PROMPT: Count the lines in the records below that contain the string "roof", treating uppercase and lowercase as different. Reply with the number only.

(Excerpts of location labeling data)
* * * * *

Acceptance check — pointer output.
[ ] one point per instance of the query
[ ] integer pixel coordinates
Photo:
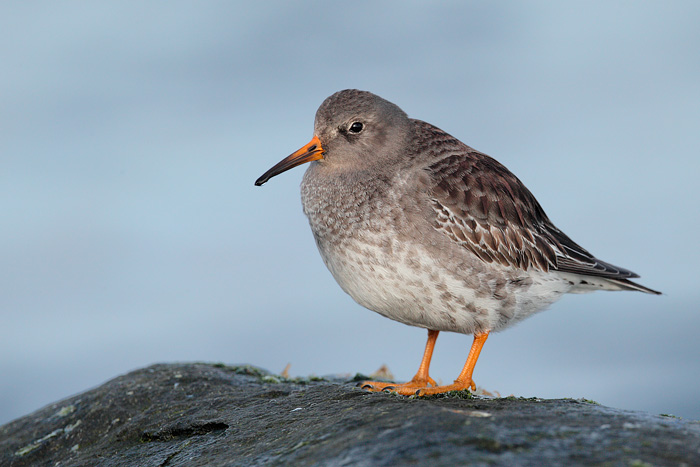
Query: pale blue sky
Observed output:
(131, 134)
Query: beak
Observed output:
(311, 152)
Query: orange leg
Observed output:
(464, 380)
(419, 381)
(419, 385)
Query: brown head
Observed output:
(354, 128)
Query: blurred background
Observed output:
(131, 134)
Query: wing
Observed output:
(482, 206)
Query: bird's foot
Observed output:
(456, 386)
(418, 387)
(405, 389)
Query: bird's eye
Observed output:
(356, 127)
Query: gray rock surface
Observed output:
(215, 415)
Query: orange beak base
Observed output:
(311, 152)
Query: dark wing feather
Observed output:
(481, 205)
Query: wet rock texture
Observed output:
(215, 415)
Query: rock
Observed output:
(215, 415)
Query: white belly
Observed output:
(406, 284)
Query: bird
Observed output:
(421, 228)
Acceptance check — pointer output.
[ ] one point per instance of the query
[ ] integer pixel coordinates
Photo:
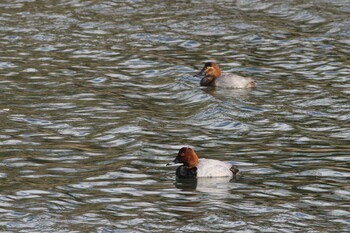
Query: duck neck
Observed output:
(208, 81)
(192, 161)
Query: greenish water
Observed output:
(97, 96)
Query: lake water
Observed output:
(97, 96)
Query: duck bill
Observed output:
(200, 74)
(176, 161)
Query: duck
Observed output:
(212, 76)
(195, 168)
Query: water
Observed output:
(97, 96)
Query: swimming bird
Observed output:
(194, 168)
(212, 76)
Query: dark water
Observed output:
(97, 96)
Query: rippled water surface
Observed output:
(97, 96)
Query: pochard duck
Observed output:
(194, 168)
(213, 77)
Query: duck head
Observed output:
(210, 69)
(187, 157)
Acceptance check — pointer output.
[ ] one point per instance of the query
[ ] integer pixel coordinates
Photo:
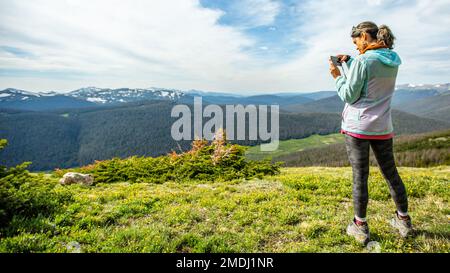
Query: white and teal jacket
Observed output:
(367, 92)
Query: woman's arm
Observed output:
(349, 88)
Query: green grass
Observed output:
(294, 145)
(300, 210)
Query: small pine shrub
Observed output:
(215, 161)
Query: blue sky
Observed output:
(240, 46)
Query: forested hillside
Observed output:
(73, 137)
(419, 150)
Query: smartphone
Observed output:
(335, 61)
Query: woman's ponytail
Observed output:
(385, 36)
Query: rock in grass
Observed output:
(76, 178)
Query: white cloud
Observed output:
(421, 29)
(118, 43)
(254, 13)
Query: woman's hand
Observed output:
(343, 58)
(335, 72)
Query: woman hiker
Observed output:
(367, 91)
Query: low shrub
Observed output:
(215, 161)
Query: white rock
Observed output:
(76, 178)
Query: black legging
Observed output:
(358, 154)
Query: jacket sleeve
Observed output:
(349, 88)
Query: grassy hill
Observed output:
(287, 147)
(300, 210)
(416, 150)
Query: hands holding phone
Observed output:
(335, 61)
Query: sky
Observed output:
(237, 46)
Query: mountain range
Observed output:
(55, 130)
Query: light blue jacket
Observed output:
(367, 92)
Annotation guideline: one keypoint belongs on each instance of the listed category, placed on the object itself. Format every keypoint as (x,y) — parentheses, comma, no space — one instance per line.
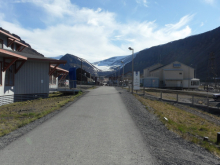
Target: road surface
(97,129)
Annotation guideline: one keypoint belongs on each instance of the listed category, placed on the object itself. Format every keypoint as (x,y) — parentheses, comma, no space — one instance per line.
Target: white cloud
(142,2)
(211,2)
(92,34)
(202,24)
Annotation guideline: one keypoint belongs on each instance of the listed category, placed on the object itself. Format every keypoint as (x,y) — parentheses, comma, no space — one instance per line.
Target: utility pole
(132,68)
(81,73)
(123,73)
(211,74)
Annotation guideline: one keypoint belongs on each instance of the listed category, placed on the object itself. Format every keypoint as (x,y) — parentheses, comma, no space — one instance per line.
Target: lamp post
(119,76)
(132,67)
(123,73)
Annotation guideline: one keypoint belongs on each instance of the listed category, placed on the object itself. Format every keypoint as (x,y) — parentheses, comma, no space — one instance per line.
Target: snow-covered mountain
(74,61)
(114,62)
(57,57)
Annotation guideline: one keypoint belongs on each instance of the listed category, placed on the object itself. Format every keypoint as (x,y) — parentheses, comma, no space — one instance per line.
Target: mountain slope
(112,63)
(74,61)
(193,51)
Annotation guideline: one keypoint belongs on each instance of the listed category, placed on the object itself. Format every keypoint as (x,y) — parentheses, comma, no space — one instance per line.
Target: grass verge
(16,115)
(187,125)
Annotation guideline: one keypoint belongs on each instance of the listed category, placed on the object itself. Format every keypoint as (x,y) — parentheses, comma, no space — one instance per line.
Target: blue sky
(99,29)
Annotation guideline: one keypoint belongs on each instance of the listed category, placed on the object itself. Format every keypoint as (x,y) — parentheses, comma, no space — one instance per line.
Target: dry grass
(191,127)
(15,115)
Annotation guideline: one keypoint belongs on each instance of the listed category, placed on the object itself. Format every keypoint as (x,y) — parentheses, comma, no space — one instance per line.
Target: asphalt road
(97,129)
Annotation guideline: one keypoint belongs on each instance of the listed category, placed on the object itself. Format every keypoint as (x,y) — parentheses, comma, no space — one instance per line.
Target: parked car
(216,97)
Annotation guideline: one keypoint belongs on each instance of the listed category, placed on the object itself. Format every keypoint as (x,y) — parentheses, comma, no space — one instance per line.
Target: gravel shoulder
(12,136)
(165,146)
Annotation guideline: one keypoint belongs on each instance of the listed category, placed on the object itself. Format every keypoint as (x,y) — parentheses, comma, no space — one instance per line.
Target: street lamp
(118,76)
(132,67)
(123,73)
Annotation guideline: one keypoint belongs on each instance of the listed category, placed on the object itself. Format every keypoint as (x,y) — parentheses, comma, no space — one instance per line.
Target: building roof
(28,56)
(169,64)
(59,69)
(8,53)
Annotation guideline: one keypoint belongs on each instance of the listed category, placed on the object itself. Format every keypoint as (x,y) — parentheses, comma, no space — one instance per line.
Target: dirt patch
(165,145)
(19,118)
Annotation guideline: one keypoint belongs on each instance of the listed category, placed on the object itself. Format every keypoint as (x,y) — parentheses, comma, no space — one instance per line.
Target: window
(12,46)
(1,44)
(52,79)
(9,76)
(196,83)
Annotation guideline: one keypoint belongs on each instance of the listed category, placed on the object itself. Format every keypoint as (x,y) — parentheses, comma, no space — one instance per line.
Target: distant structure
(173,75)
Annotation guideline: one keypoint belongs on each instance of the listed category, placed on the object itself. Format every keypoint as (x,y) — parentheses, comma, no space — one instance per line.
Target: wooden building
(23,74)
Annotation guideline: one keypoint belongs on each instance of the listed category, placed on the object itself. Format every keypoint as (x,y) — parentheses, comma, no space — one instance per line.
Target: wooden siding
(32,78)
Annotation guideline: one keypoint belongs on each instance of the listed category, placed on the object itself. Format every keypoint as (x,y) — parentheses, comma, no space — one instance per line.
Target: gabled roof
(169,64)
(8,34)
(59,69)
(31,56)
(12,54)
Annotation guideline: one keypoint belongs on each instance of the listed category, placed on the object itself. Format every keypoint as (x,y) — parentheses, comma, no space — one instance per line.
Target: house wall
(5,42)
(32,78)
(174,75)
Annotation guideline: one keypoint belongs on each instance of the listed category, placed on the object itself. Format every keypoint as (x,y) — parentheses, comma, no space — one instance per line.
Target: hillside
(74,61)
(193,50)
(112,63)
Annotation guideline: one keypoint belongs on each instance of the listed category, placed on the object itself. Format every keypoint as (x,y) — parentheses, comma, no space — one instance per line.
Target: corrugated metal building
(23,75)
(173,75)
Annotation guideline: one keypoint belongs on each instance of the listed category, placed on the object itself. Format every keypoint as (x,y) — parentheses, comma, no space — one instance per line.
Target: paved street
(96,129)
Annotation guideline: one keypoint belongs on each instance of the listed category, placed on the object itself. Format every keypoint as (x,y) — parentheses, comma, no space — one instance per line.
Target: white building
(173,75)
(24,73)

* * * * *

PROBLEM SOLUTION: 2